## Attività da svolgere
a - Ricopia fedelmente dal testo sulla dieta mediterranea tutto ciò che va da "Secondo Keys, i" giù fino a "povera e frugale.".
b - Prosegui il testo sugli studi di Keys e la dieta mediterranea, partendo subito dopo la sua ultima frase.

## Testo da analizzare

Secondo Keys, i risultati dell'indagine non lasciarono dubbi: la mortalità per cardiopatia ischemica (infarto) è molto più bassa presso le popolazioni mediterranee rispetto a Paesi, come la Finlandia, dove la dieta è ricca di grassi saturi (burro, strutto, latte e suoi derivati, carni rosse).


Oltre ai dati relativi ai bassi tassi di incidenza di eventi cardiovascolari, emerge un altro dato fondamnetale: l’assunzione calorica per le popolazioni esaminate del sud italia era mediamente di 2.500 Kcal giornaliere. Una dieta di una popolazione rurale, povera e frugale.


L’approccio metodologico di Keys , fu definito “approccio della scienza al rovescio”, ovvero parto da un ipotesi della quale sono fermamente convinto e poi cerco tutte le prove a suffragio di questa omettendo tutte le parti che in qualche modo possono inficiare questa teoria.

## Dati in ingresso
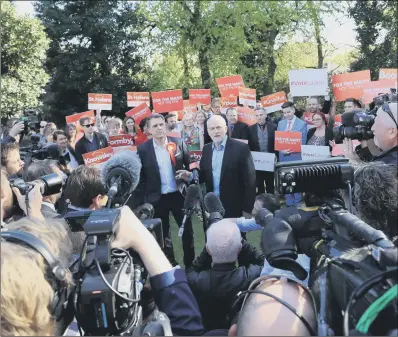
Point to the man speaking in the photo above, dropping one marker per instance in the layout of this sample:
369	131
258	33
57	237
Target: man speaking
227	169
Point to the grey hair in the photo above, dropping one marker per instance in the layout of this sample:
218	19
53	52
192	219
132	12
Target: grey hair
375	195
224	241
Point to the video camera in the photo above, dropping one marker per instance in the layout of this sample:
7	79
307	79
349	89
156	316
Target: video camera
109	282
351	262
357	124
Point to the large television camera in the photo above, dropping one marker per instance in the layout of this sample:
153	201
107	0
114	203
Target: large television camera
109	282
357	124
353	269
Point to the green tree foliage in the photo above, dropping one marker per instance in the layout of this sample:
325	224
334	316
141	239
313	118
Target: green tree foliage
23	51
377	23
94	48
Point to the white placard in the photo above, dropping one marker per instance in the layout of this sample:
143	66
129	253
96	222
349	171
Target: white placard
313	152
308	82
263	161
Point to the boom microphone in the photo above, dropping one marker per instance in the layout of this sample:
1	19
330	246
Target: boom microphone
191	198
213	205
121	174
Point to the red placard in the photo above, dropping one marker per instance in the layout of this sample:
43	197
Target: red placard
307	117
74	119
166	101
374	88
139	112
247	115
199	96
229	85
96	158
137	98
287	140
349	85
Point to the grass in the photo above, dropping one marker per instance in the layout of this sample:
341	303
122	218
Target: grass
199	237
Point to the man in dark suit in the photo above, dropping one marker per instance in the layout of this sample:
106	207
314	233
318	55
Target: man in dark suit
262	139
165	161
91	141
236	129
227	169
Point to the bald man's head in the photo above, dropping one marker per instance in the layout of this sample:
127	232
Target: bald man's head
264	316
224	241
385	127
217	128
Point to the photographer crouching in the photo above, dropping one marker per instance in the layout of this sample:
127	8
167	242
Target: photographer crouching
353	274
44	302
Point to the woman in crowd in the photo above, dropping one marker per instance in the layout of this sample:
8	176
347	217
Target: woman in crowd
129	126
320	134
71	133
191	133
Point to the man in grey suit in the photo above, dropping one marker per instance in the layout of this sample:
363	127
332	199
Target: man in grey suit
292	123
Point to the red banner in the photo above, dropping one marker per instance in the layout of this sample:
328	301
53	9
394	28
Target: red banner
247	115
199	96
139	113
229	85
166	101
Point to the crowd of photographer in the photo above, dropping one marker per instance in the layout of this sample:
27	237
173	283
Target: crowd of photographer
72	264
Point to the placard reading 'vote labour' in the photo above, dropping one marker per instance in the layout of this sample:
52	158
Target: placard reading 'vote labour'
166	101
98	158
229	85
100	101
137	98
139	113
199	96
287	140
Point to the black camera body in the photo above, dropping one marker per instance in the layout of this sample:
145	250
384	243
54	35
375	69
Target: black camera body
107	299
345	252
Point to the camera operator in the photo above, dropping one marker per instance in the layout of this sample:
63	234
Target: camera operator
85	189
215	280
41	168
11	162
13	130
262	315
170	288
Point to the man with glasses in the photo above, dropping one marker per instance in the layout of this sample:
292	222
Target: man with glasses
91	141
385	129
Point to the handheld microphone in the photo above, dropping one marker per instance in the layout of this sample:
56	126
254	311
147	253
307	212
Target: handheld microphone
191	198
213	205
121	174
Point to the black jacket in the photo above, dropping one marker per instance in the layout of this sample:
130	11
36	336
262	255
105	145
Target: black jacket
328	135
80	147
215	287
240	131
150	183
237	180
206	137
253	137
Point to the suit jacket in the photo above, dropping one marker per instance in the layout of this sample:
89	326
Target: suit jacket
238	177
298	126
240	131
328	135
80	147
150	183
206	136
253	137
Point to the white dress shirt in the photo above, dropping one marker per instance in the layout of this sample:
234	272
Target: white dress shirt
168	181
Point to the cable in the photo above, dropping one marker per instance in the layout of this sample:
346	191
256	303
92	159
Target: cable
110	287
361	290
375	308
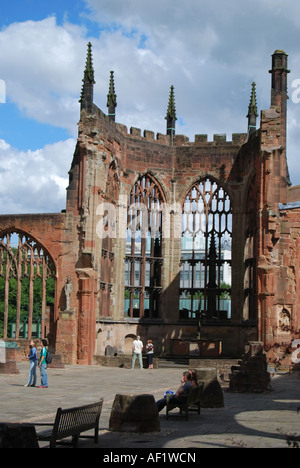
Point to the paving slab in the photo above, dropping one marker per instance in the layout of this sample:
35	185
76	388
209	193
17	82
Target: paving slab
247	420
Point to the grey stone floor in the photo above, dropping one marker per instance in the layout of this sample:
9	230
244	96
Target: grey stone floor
247	420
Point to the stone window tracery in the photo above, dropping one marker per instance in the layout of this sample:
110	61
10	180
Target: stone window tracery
27	287
205	277
143	263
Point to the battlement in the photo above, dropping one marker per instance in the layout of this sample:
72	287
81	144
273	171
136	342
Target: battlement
182	140
237	139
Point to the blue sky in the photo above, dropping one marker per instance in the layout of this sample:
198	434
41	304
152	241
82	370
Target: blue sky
210	51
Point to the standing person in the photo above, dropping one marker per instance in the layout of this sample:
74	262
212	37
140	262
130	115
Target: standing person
150	352
43	365
137	349
32	356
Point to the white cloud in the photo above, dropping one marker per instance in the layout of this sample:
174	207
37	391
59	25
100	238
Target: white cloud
34	181
210	51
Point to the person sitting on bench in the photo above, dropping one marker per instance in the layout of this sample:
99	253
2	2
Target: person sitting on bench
177	397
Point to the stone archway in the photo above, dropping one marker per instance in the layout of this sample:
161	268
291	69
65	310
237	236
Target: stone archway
27	287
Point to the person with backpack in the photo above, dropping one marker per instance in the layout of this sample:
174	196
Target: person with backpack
32	356
43	365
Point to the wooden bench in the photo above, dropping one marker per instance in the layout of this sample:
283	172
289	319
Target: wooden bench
71	422
190	401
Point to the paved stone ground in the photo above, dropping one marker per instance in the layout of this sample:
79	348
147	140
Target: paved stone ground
247	420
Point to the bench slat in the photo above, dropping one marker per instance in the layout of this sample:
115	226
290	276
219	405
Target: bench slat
71	422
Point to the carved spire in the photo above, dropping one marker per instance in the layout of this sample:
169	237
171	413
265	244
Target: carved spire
171	114
87	92
111	98
252	111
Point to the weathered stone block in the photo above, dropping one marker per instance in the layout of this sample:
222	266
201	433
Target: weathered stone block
134	413
212	395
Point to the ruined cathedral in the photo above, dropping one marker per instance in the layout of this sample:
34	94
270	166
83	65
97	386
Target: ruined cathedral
195	245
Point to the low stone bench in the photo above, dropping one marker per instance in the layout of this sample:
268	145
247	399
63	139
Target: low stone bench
134	413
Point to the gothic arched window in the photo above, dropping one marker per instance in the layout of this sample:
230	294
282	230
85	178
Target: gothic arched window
205	277
143	263
27	287
250	289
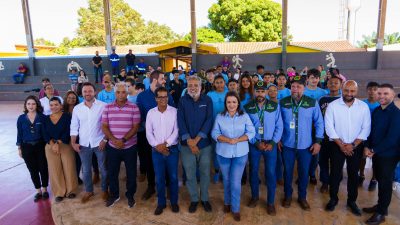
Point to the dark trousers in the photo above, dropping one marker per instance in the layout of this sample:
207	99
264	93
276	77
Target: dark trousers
35	159
384	168
147	160
325	161
338	158
114	159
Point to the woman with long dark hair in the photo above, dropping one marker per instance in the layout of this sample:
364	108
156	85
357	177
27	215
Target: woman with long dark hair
232	130
59	153
30	142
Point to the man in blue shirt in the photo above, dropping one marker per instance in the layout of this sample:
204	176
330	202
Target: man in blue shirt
373	103
383	145
312	90
196	148
300	114
146	101
114	58
267	120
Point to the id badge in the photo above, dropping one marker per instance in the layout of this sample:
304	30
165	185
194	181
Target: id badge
261	130
292	125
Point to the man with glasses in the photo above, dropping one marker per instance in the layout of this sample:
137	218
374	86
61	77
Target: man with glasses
107	95
195	117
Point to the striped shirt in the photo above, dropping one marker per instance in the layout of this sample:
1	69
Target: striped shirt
120	120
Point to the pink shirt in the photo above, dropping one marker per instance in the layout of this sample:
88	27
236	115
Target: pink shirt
120	120
162	127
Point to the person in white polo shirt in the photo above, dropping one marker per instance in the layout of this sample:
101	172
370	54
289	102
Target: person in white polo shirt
348	124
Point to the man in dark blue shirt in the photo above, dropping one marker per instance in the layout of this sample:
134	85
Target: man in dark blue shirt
195	117
383	145
145	101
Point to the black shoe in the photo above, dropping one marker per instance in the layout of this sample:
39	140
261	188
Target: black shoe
206	206
149	192
370	209
59	199
376	219
313	181
372	185
111	201
354	208
45	195
159	210
193	207
131	202
37	197
331	205
175	208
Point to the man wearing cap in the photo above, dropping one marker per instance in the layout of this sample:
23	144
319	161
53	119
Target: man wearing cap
267	120
299	114
130	61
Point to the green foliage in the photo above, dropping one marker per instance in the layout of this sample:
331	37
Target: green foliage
247	20
205	35
127	26
42	41
370	40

## Risultati attesi
a -
Secondo Keys, i risultati dell'indagine non lasciarono dubbi: la mortalità per cardiopatia ischemica (infarto) è molto più bassa presso le popolazioni mediterranee rispetto a Paesi, come la Finlandia, dove la dieta è ricca di grassi saturi (burro, strutto, latte e suoi derivati, carni rosse).


Oltre ai dati relativi ai bassi tassi di incidenza di eventi cardiovascolari, emerge un altro dato fondamnetale: l’assunzione calorica per le popolazioni esaminate del sud italia era mediamente di 2.500 Kcal giornaliere. Una dieta di una popolazione rurale, povera e frugale.

b -
Non tiene però conto di altri fattori, come la forte restrizione calorica e la costante attività fisica alla quale erano sottoposte le popolazioni studiate e dunque a corredo di questo stile di vita, anche i livelli di glicemia così come la bassa pressione arteriosa, risultano molto bassi. Per non parlare dell’IMC, tutti soggetti mediamente in sottopeso, rispetto alle tabelle mediche di oggi e in costante restrizione calorica.


Considerazioni che avrebbero potuto modificare in maniera determinante il peso attribuito al colesterolo.


Insomma si preferissce prendere di mira un grasso forse perché più intuitivo pensare e far pensare all’opinione pubblica che sia un grasso ad ostruire le arterie piuttosto che addentrarsi troppo in altri meccanismi, che solo in parte si conoscevano.


Dall’ora in avanti la tesi diventa:

Colesterolo LDL basso = bassa incidenza di malattia cardiovascolari.


Solo negli ultimi anni, si è cominciato a pensare che forse vi erano altre e ben più consistenti motivazioni delle malattie cardio vascolari , rispetto al colesterolo.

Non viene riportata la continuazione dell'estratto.